BRIEF 1
Rewrite the passage of the Ironwood IPO commentary from "Minyanville plays the" to "next few months.", replacing "skeptic" with "doubter".
BRIEF 2
Answer these questions about the Ironwood IPO commentary.
(a) Who is the managing director of Arch Venture Partners?
(b) How much money is Ironwood asking of the IPO market?
(c) When should the NDA for linaclotide arrive?

DOCUMENT SECTION
################

There's plenty of buzz out there in advance of Ironwood's big IPO, and it isn't all pretty.
"These are the kind of deals that when they come out, the public doesn't want them," Cantor Fitzgerald's Sal Morreale tells the Wall Street Journal when asked to assess its chances. "We're in a bit of a rut."
From the upbeat side of things in an Xconomy story: "There is huge buzz about it, and it could be bigger than most biotech IPOs in recent memory. The whole industry is waiting with baited breath and watching how it trades," says Bob Nelsen, managing director of Arch Venture Partners in Seattle. "There is no question they will get a good price and get out, so the big question is what happens post-IPO. If it goes out strong, the number of followers will be much larger. If it goes out weak, only a few super-high-quality deals will get through the window. My fingers are crossed."
Minyanville plays the skeptic: "The company says it plans to build the next great pharmaceutical company that will 'thrive and endure well beyond our lifetimes.' This seems like a tall order for any company to claim, but especially at a time when many large pharmaceutical companies are struggling with the pressures of dwindling pipelines and are facing ever-mounting cost pressures due to generics and government policy."
For my part, Ironwood has a good story to tell and has never wavered in its commitment to build a real biopharma company of substance. It's well along the late-stage process with linaclotide--an NDA should arrive in the first half--but $272 million is a lot for a company with no real revenue to ask of this IPO market. If they pull this off in style, we'll see plenty of new biotech IPOs in the next few months.

################

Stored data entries
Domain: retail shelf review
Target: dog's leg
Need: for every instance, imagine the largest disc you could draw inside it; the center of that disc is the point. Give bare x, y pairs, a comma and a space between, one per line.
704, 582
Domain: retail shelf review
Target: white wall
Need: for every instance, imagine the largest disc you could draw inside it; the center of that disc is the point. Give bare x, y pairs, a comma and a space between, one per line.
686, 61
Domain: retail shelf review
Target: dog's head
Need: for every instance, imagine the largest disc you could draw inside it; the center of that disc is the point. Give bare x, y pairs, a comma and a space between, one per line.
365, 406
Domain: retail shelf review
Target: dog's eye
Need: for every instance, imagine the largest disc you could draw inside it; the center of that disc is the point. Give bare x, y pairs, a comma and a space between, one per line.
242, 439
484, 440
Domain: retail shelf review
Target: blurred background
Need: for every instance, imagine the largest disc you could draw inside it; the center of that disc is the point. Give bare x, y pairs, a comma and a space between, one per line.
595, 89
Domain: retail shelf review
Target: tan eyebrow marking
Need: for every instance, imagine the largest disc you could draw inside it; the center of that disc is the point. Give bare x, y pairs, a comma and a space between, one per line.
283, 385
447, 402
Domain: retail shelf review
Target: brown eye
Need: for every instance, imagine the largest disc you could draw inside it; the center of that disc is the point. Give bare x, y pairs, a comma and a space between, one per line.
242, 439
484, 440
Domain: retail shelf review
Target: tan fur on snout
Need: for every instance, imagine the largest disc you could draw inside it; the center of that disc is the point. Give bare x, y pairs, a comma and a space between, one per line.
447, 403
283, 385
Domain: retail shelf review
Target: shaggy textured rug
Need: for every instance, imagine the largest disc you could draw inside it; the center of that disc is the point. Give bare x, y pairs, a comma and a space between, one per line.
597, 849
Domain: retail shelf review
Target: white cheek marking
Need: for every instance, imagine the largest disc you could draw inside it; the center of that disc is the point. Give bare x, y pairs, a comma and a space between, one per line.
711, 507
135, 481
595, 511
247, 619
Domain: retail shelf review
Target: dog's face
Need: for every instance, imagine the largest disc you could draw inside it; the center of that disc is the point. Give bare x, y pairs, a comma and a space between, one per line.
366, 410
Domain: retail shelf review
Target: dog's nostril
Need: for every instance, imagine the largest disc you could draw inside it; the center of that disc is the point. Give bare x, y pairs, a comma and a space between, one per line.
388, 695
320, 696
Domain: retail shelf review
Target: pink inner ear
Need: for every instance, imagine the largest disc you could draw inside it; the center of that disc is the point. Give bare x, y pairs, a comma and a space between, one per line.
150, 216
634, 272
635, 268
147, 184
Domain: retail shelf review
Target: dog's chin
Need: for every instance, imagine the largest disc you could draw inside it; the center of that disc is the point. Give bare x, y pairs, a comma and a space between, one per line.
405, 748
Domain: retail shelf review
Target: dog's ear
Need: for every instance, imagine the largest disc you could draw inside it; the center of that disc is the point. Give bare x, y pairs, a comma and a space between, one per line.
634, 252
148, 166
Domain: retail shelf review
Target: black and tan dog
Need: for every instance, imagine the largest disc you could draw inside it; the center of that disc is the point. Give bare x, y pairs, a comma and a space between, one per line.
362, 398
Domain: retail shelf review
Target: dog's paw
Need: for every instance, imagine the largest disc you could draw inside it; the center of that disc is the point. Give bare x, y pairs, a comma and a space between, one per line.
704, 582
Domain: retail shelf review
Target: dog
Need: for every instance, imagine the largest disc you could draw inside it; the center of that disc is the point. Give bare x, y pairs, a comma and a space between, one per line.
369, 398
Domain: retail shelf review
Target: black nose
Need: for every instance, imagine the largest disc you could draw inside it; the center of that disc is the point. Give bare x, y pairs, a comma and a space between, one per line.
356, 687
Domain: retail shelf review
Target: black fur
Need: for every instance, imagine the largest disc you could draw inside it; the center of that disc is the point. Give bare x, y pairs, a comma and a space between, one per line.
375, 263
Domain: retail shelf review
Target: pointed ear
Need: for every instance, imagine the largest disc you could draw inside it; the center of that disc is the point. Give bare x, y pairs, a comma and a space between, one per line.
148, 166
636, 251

################

WRITTEN ANSWER 1
Minyanville plays the doubter: "The company says it plans to build the next great pharmaceutical company that will 'thrive and endure well beyond our lifetimes.' This seems like a tall order for any company to claim, but especially at a time when many large pharmaceutical companies are struggling with the pressures of dwindling pipelines and are facing ever-mounting cost pressures due to generics and government policy."
For my part, Ironwood has a good story to tell and has never wavered in its commitment to build a real biopharma company of substance. It's well along the late-stage process with linaclotide--an NDA should arrive in the first half--but $272 million is a lot for a company with no real revenue to ask of this IPO market. If they pull this off in style, we'll see plenty of new biotech IPOs in the next few months.

WRITTEN ANSWER 2
(a) Bob Nelsen
(b) $272 million
(c) In the first half